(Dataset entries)
§

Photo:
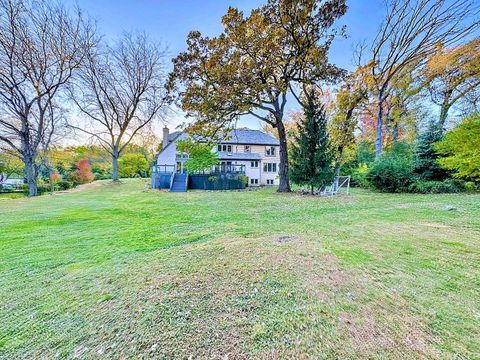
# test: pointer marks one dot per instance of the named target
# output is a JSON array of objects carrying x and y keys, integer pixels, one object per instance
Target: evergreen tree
[
  {"x": 426, "y": 158},
  {"x": 312, "y": 155}
]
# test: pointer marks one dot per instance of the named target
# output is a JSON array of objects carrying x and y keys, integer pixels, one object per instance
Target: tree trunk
[
  {"x": 31, "y": 174},
  {"x": 395, "y": 132},
  {"x": 379, "y": 133},
  {"x": 115, "y": 157},
  {"x": 338, "y": 166},
  {"x": 283, "y": 166},
  {"x": 443, "y": 114}
]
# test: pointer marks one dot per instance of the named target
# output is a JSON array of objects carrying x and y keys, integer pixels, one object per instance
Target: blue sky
[{"x": 170, "y": 21}]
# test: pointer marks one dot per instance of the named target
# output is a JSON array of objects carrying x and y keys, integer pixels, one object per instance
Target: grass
[{"x": 115, "y": 272}]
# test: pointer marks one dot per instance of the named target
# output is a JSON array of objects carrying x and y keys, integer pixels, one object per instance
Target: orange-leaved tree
[{"x": 83, "y": 174}]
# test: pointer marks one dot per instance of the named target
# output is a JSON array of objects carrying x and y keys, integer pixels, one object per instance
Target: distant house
[{"x": 251, "y": 153}]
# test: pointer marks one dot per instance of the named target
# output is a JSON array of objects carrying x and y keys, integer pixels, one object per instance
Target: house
[{"x": 251, "y": 153}]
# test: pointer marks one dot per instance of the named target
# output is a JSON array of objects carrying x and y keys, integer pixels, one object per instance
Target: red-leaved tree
[{"x": 83, "y": 174}]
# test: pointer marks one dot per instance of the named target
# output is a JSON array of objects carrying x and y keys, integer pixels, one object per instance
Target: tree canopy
[
  {"x": 256, "y": 61},
  {"x": 460, "y": 149}
]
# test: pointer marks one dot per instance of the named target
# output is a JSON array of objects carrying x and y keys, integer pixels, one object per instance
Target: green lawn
[{"x": 115, "y": 272}]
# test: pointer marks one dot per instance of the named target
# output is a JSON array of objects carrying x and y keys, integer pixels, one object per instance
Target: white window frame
[
  {"x": 270, "y": 167},
  {"x": 270, "y": 150},
  {"x": 224, "y": 148}
]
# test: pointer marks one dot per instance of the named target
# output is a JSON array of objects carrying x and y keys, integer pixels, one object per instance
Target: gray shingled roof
[
  {"x": 248, "y": 136},
  {"x": 238, "y": 156},
  {"x": 239, "y": 136}
]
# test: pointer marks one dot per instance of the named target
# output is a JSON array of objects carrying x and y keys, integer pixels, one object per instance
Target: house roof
[
  {"x": 239, "y": 136},
  {"x": 238, "y": 156}
]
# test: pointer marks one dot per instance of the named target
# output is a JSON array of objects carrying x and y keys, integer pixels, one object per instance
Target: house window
[
  {"x": 224, "y": 148},
  {"x": 270, "y": 167},
  {"x": 270, "y": 151}
]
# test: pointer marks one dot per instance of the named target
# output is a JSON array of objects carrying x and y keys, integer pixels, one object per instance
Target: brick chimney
[{"x": 166, "y": 132}]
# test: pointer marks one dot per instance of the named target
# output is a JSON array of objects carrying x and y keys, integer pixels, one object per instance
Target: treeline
[
  {"x": 64, "y": 168},
  {"x": 59, "y": 76},
  {"x": 424, "y": 59}
]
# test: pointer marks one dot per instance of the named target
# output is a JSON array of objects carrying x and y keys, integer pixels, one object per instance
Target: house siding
[{"x": 168, "y": 156}]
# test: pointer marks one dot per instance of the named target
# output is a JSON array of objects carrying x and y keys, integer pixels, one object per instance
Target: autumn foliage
[{"x": 83, "y": 174}]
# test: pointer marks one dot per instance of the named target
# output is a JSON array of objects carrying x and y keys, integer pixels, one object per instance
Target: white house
[{"x": 252, "y": 152}]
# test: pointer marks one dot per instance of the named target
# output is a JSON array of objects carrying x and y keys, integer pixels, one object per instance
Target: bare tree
[
  {"x": 409, "y": 34},
  {"x": 119, "y": 92},
  {"x": 41, "y": 46}
]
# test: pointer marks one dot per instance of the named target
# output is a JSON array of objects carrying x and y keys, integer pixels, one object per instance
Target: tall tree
[
  {"x": 459, "y": 149},
  {"x": 312, "y": 155},
  {"x": 349, "y": 97},
  {"x": 42, "y": 44},
  {"x": 452, "y": 74},
  {"x": 9, "y": 164},
  {"x": 119, "y": 92},
  {"x": 251, "y": 67},
  {"x": 426, "y": 157},
  {"x": 409, "y": 34}
]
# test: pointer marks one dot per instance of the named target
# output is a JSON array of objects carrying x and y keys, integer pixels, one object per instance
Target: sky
[{"x": 169, "y": 22}]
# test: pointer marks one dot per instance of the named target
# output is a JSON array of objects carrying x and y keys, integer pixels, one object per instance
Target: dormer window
[
  {"x": 224, "y": 148},
  {"x": 270, "y": 151}
]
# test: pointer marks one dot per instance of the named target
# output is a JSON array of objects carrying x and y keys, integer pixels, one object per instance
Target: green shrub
[
  {"x": 359, "y": 176},
  {"x": 447, "y": 186},
  {"x": 65, "y": 185},
  {"x": 392, "y": 171}
]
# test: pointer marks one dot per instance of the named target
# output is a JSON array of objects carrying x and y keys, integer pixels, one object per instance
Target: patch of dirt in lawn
[
  {"x": 204, "y": 300},
  {"x": 390, "y": 329},
  {"x": 89, "y": 186}
]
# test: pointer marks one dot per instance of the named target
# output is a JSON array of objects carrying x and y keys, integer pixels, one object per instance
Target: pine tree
[
  {"x": 312, "y": 155},
  {"x": 426, "y": 165}
]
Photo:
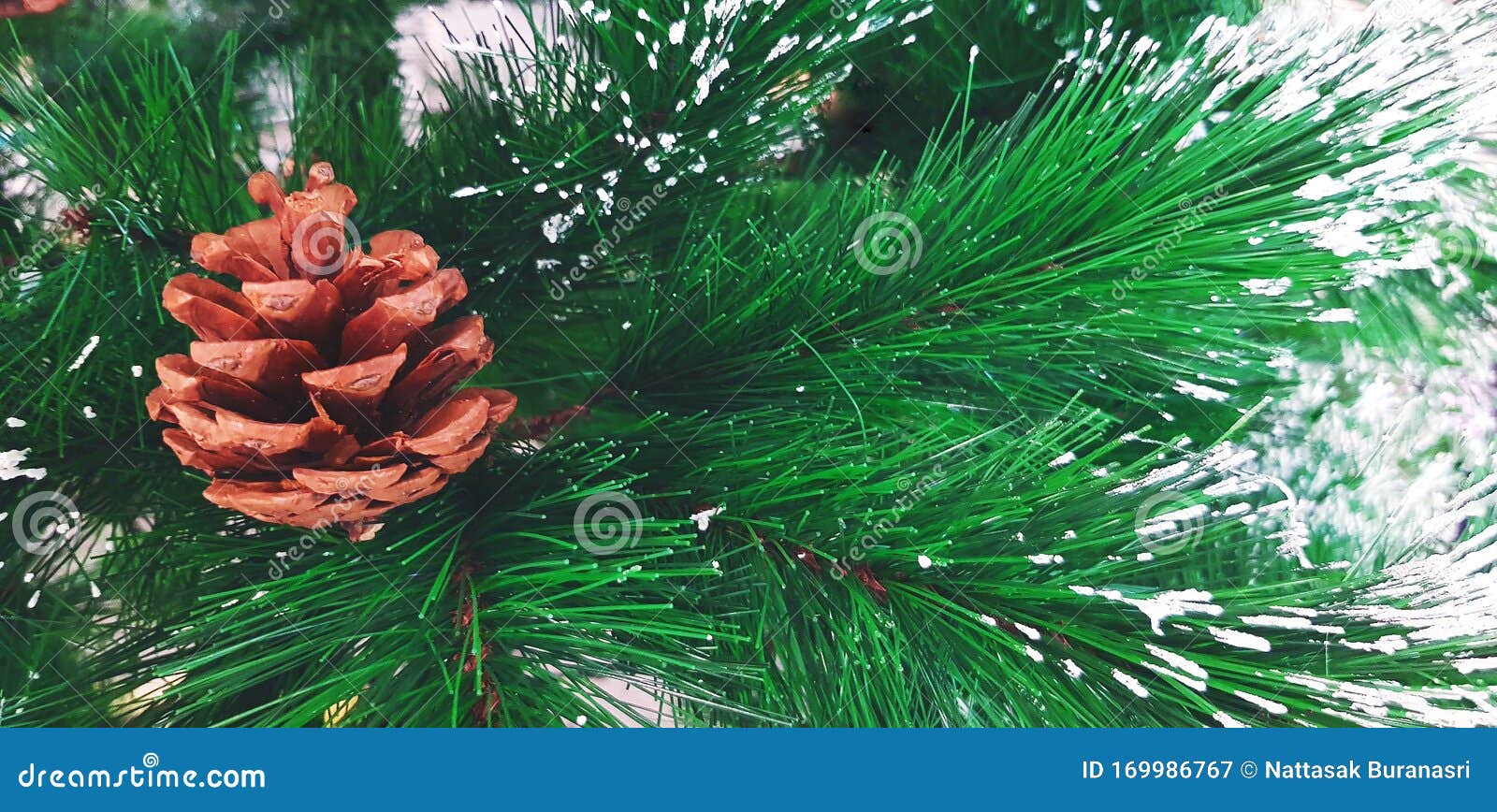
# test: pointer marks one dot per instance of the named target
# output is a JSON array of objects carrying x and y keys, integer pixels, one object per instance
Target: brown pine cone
[{"x": 321, "y": 393}]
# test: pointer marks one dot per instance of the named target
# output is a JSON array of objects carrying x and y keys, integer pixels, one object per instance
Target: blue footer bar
[{"x": 761, "y": 769}]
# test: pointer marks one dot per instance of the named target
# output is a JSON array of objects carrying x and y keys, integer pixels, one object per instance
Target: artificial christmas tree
[
  {"x": 962, "y": 428},
  {"x": 321, "y": 393}
]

§

Transcribe the data completely. No pictures should appear in the transcription.

• RESPONSE TO THE TASK:
Photo:
# test: pointer marks one dot per instance of the named target
# output is a JSON array of objects carrying x and y keys, integer pixels, one object per instance
Target: evergreen tree
[
  {"x": 426, "y": 158},
  {"x": 312, "y": 155}
]
# test: pointer marks one dot per instance of the named target
# output is a JSON array of objects carrying x and y keys, integer pixels, one object per instance
Target: tree trunk
[
  {"x": 31, "y": 174},
  {"x": 395, "y": 132},
  {"x": 379, "y": 133},
  {"x": 115, "y": 157},
  {"x": 338, "y": 166},
  {"x": 283, "y": 166},
  {"x": 443, "y": 114}
]
# test: pointer marks one dot per instance of the named target
# output is a JSON array of objects carrying x and y keys, integer pixels, one object per instance
Target: blue sky
[{"x": 170, "y": 21}]
# test: pointer marks one dot per instance of the named target
# output is a JSON array of objects carrying x and y keys, integer pixels, one object per instance
Target: grass
[{"x": 115, "y": 272}]
# test: pointer marks one dot per instance of the named target
# output is a JSON array of objects carrying x and y keys, integer pixels, one object per instance
Target: orange-leaved tree
[{"x": 83, "y": 174}]
# test: pointer marks one dot per instance of the named target
# output is a JSON array of objects carrying x and y keys, integer pixels, one object per instance
Target: distant house
[{"x": 251, "y": 153}]
# test: pointer marks one dot per instance of the named target
# output is a JSON array of objects carrying x and y keys, integer pixels, one object per instance
Target: house
[{"x": 251, "y": 153}]
# test: pointer marks one dot per instance of the named target
# output is a JSON array of objects carrying x and y keys, integer pixels, one object per instance
Target: red-leaved tree
[{"x": 83, "y": 174}]
# test: pointer marks one dot per instance of the named target
# output is a JSON array of objects carrying x and y keys, integer pixels, one object per instance
Target: tree canopy
[
  {"x": 256, "y": 61},
  {"x": 460, "y": 149}
]
# test: pointer marks one dot per instance of the named target
# output is a JSON array of objects carrying x and y keys, integer pixels, one object per instance
Target: green lawn
[{"x": 115, "y": 272}]
# test: pointer marks one dot per instance of the named target
# output is a JSON array of objects carrying x and y keys, integer pixels, one object per instance
Target: white window frame
[
  {"x": 270, "y": 167},
  {"x": 270, "y": 150},
  {"x": 224, "y": 148}
]
# test: pointer marks one dot per instance of the named target
# output is a JSON array of objects carrying x and y keys, integer pixels, one object per instance
Target: gray shingled roof
[
  {"x": 248, "y": 136},
  {"x": 238, "y": 156},
  {"x": 239, "y": 136}
]
# test: pointer marks one dot per instance of the named target
# output is a JSON array of objects carrying x and y keys, integer pixels, one object per instance
Target: house roof
[
  {"x": 239, "y": 136},
  {"x": 238, "y": 156}
]
# test: pointer marks one dot per instance of the named target
# output is a JSON array of objects carrying x and y keys, integer pixels, one object per instance
Target: house window
[
  {"x": 224, "y": 148},
  {"x": 270, "y": 167},
  {"x": 270, "y": 151}
]
# test: pointer marks one dot per instance of the named target
# output is a JSON array of objects carrying x and y keys, integer pixels, one object per instance
Target: brick chimney
[{"x": 166, "y": 132}]
# test: pointer marks one dot per instance of the named target
# output is a JSON array of objects carrying x and y keys, integer pixels, one object per instance
Target: treeline
[
  {"x": 64, "y": 168},
  {"x": 59, "y": 76},
  {"x": 424, "y": 59}
]
# test: pointer marks one dot per instance of the named target
# output is a JSON array of objects carrying x and y keys, integer pixels, one object per instance
Target: house siding
[{"x": 168, "y": 156}]
# test: pointer marks one dot per instance of the named target
# output is a JSON array of objects carrying x and y keys, integer pixels, one object per instance
Target: autumn foliage
[{"x": 83, "y": 174}]
# test: pointer marks one dot per instance of the named target
# output is a JSON array of objects carrying x and y keys, integer pixels, one object per instance
Target: white house
[{"x": 252, "y": 152}]
# test: pointer marks one dot per instance of the named target
# output is a JSON array of objects carrying x and y keys, integer pixels, one object per instance
Target: bare tree
[
  {"x": 409, "y": 34},
  {"x": 119, "y": 92},
  {"x": 41, "y": 46}
]
# test: pointer marks one dot per instance of the named target
# output is a JSON array of objects carrying x and y keys, integer pixels, one object per instance
Target: tall tree
[
  {"x": 459, "y": 149},
  {"x": 312, "y": 155},
  {"x": 349, "y": 97},
  {"x": 42, "y": 44},
  {"x": 452, "y": 74},
  {"x": 9, "y": 164},
  {"x": 119, "y": 92},
  {"x": 251, "y": 67},
  {"x": 426, "y": 157},
  {"x": 409, "y": 34}
]
# test: pointer marks one dot per instance of the named target
# output is a JSON array of objects carrying x and y keys, integer pixels, one object per instance
Target: sky
[{"x": 169, "y": 22}]
# test: pointer marks one dot per instance of the named target
# output is a JSON array of objects carrying x and y keys, integer pixels, one object per instance
Target: dormer window
[
  {"x": 224, "y": 148},
  {"x": 270, "y": 151}
]
# test: pointer marks one dot per instance of the named target
# output is a JSON array of objects carrying x and y keys, integer pixels, one object per instance
Target: green shrub
[
  {"x": 359, "y": 176},
  {"x": 447, "y": 186},
  {"x": 65, "y": 185},
  {"x": 392, "y": 171}
]
# test: pointer marks one dot per instance of the named target
# output is a JSON array of objects carrying x and y keys, integer pixels, one object per instance
Target: patch of dirt in lawn
[
  {"x": 204, "y": 300},
  {"x": 390, "y": 329},
  {"x": 89, "y": 186}
]
# test: pointer marks one dot per instance of the named target
# output is a JSON array of objects carrying x and y keys, integer pixels, one object per instance
Target: pine tree
[
  {"x": 312, "y": 155},
  {"x": 426, "y": 165}
]
Photo:
# test: pointer marks one dot per instance of the named target
# output is a JSON array of objects carrying x and y keys, integer pixels, one object per instance
Target: brown pine cone
[{"x": 321, "y": 393}]
# test: pointer marks one dot per instance of the named target
# output is a JSON array of objects carrying x and y keys, integer pixels, one object per instance
Target: blue footer bar
[{"x": 761, "y": 769}]
# test: pointer marks one dot per instance of the named target
# output is a JSON array of objects carrying x and y keys, integer pixels, one object per instance
Target: artificial christmas tree
[
  {"x": 962, "y": 428},
  {"x": 321, "y": 393}
]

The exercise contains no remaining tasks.